_Exercise instructions_. Repeat the records below exactly, leaving out every picture.

_Available records_.
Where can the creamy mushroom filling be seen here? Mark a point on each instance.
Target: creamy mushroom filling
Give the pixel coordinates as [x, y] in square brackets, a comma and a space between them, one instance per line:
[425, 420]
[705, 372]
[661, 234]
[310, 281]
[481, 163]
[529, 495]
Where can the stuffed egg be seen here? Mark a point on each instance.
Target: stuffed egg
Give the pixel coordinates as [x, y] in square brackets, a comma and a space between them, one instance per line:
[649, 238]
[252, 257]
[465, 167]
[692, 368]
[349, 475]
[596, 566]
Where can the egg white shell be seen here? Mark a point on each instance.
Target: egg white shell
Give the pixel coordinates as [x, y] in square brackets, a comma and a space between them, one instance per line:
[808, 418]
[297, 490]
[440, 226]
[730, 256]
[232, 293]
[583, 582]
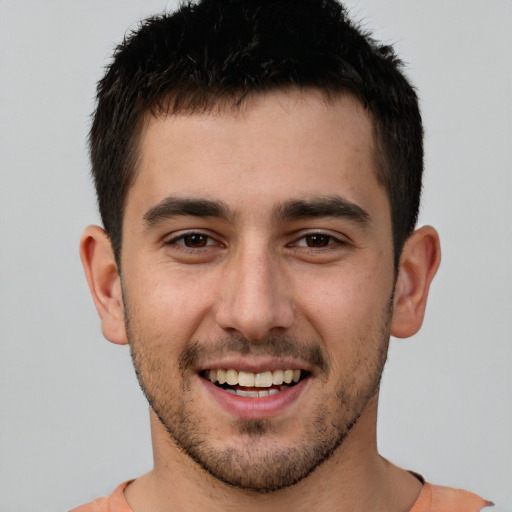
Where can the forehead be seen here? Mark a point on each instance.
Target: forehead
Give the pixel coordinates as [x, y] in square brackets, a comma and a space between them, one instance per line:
[275, 147]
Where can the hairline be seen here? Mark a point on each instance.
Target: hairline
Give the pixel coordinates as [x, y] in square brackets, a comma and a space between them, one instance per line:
[233, 102]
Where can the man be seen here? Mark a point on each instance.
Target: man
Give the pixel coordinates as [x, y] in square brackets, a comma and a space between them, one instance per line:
[258, 168]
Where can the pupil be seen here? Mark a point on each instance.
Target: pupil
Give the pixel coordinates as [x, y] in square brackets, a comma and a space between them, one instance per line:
[195, 240]
[317, 240]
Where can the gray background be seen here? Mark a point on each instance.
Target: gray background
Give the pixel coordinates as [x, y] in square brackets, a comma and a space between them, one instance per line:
[74, 423]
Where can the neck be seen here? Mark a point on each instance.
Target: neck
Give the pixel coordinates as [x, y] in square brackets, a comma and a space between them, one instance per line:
[355, 478]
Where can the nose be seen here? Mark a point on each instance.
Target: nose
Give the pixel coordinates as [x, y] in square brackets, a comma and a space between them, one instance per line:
[255, 295]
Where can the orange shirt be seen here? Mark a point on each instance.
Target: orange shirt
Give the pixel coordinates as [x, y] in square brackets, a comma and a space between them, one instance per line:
[433, 498]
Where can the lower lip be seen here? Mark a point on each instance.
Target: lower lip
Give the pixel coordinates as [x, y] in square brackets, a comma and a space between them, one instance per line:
[256, 408]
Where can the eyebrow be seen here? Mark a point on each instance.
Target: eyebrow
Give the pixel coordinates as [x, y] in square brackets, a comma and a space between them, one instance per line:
[329, 206]
[171, 207]
[295, 209]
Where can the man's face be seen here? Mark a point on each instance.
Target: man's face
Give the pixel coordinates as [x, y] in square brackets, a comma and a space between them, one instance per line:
[257, 249]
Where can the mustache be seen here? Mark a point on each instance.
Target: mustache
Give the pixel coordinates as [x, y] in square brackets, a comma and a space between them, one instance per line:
[274, 345]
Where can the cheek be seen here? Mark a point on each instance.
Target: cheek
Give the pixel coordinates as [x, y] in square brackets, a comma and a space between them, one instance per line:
[166, 305]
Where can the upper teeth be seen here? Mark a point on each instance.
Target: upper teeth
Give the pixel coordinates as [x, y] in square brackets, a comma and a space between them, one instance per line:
[254, 380]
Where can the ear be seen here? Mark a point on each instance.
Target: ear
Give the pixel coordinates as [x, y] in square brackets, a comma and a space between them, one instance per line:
[104, 282]
[418, 265]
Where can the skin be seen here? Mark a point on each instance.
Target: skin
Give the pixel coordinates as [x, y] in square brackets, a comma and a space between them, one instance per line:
[201, 291]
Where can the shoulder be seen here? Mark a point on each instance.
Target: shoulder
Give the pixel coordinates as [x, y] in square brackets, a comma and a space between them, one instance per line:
[436, 498]
[113, 503]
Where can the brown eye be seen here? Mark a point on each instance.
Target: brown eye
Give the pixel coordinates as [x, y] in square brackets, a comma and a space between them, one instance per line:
[195, 240]
[317, 240]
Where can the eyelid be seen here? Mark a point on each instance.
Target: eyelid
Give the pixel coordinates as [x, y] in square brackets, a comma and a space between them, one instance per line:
[337, 239]
[175, 238]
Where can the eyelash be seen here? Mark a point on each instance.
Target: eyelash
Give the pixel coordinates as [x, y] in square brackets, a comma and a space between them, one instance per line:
[182, 246]
[331, 240]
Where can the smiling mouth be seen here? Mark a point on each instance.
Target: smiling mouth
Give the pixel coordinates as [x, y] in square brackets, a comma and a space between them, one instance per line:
[254, 385]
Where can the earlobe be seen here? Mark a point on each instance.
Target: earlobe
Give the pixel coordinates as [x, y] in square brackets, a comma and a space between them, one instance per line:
[104, 282]
[418, 265]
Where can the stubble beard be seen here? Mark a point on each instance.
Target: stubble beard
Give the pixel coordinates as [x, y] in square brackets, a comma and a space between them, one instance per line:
[254, 464]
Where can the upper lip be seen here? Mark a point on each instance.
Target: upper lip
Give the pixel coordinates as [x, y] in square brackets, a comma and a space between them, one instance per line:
[255, 364]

_Problem solution_.
Where can the creamy mushroom filling be seen here? Mark a point on each instance.
Target: creamy mushroom filling
Give the pixel coordinates as [x, y] in square brackets, a comma and a space between them, one instance per line:
[425, 420]
[705, 372]
[661, 234]
[310, 281]
[481, 163]
[529, 495]
Where can the stuffed egg be seen here? Mark a point on each instance.
Target: stuffed egg
Give the pixel coordinates as [x, y] in square brackets, a comma and a space between them, one instance per line:
[649, 238]
[252, 257]
[465, 167]
[692, 368]
[349, 475]
[596, 566]
Where can the egg white shell be seen here? Mark a point on each instance.
Target: egg white shell
Give the pixel coordinates as [x, y] in square brackets, a comma and a space between them, one instance per line:
[808, 418]
[297, 490]
[440, 226]
[730, 256]
[232, 293]
[583, 582]
Where can the forehead be seen here? Mark a point on each instance.
Target: forehead
Give the pixel coordinates as [x, y] in square brackets, a comma and a space between them, one instance per line:
[275, 147]
Where can the hairline be seen here? Mark a point on each instance.
Target: hairline
Give the pixel coordinates as [x, y] in square brackets, a comma and a space between them, one instance per line:
[233, 102]
Where can the man be seen here? Mark a point on each instance.
Target: man
Give the pixel coordinates as [x, y] in square brackets, a comma and a space between them, one instance per line:
[258, 168]
Where can the pupil be seen here? Mark a point on each instance.
Target: pupil
Give the pixel coordinates as [x, y] in square brackets, a comma and a space between them, one instance per line:
[195, 240]
[317, 240]
Where can the gray background be seen here? Mark a point on each instance.
Target: gray background
Give the pixel coordinates as [x, y] in square brackets, a comma and a space between them, one instance per line:
[74, 423]
Where can the neck be seen here? Mark a point on each instance.
Target: neck
Give the pixel coordinates as [x, y] in square brackets, a comma and a space between them, one instance per line:
[355, 478]
Where can the nose be seen here? Mark a point on each instance.
Target: nose
Give the pixel coordinates as [x, y] in square brackets, a comma and a space between them, one instance per line:
[255, 295]
Where can the orange shirt be seen here? Mark a point on each instance.
Target: orange shirt
Give the pixel coordinates as [x, y] in square brackets, a comma and a space between them, one instance per line:
[433, 498]
Where can the lower lip be seen here? Mark a point on each instance.
Target: lower lip
Give the pixel coordinates as [x, y] in square brackets, a comma and a space between them, one instance per line:
[256, 408]
Where can the eyebrow be seen here? Mark a point on each instance.
Target: eyebrow
Give the pixel coordinates as [x, y] in square brackets, a comma and a space between them, one instance per line:
[329, 206]
[171, 207]
[295, 209]
Where can the man's face be seen here? Mark a point on each instance.
Target: man's face
Give the pixel coordinates as [x, y] in square brackets, a comma and a space between them, one instance per line:
[257, 249]
Where can the mustache be seen here? Mark a point on each instance.
Target: mustache
Give the pixel coordinates as [x, y] in square brackets, a comma and a space between them, one instance per line:
[274, 345]
Where can the cheek be seen here? Mark a point on each instance.
Target: cheek
Give the pixel coordinates as [x, y] in square brackets, a comma and a space between them, one instance per line:
[166, 305]
Where can the upper teeth be seen here? Mark a point on each instance.
Target: upper teeth
Give the pixel coordinates as [x, y] in square brackets, a comma and a space between them, one instance per line:
[254, 380]
Where can the ear be seen here? Mark a point on each instance.
Target: ear
Give the pixel coordinates as [x, y] in square brackets, a comma and a space between them, one instance per line:
[104, 282]
[418, 265]
Where can the skin be seen here? Mark a point on each instance.
Target: skin
Give the pixel coordinates as [x, y] in square brackets, a comma and a space between them, one instance per line:
[201, 291]
Where can the shoulder be seen here? Mark a point on each instance.
Target: shoulder
Give the pixel coordinates as [x, y] in square brackets, a comma and a space between them, one instance per line:
[436, 498]
[113, 503]
Where can the brown eye be seen here? Mark a point on each instance.
Target: brown eye
Give the pixel coordinates as [x, y] in square brackets, a comma and a space between them, one instance per line:
[195, 240]
[317, 240]
Where can the eyelid be seen here? Mark a point on each instance.
Target: eyelid
Give the pixel coordinates as [x, y] in square brackets, a comma and a space between them, one instance per line:
[337, 239]
[175, 238]
Where can the eyelash be seen here? Mark a point on each instance.
Target: eyelash
Give the pixel coordinates as [x, y] in square brackets, a comma and a space between them, one instance per line:
[182, 246]
[331, 240]
Where can the smiling mouth be seen here? Mark a point on each instance.
Target: smiling mouth
Give the pixel coordinates as [x, y] in square brackets, a comma and a space between them, one instance per line:
[254, 385]
Where can the earlobe be seen here? Mark a point on each instance.
Target: earlobe
Give the pixel coordinates as [x, y] in square brackets, a comma and a space between them, one instance per line:
[104, 282]
[418, 265]
Where can the stubble beard be seen here? Mark a point on each instance.
Target: stubble beard
Give the pixel coordinates as [x, y] in square brackets, a comma and a space between them, one instance per line:
[254, 464]
Where can the upper lip be seen here? Mark a point on each instance.
Target: upper lip
Give the pixel coordinates as [x, y] in square brackets, a comma and a space between them, one instance per line:
[255, 364]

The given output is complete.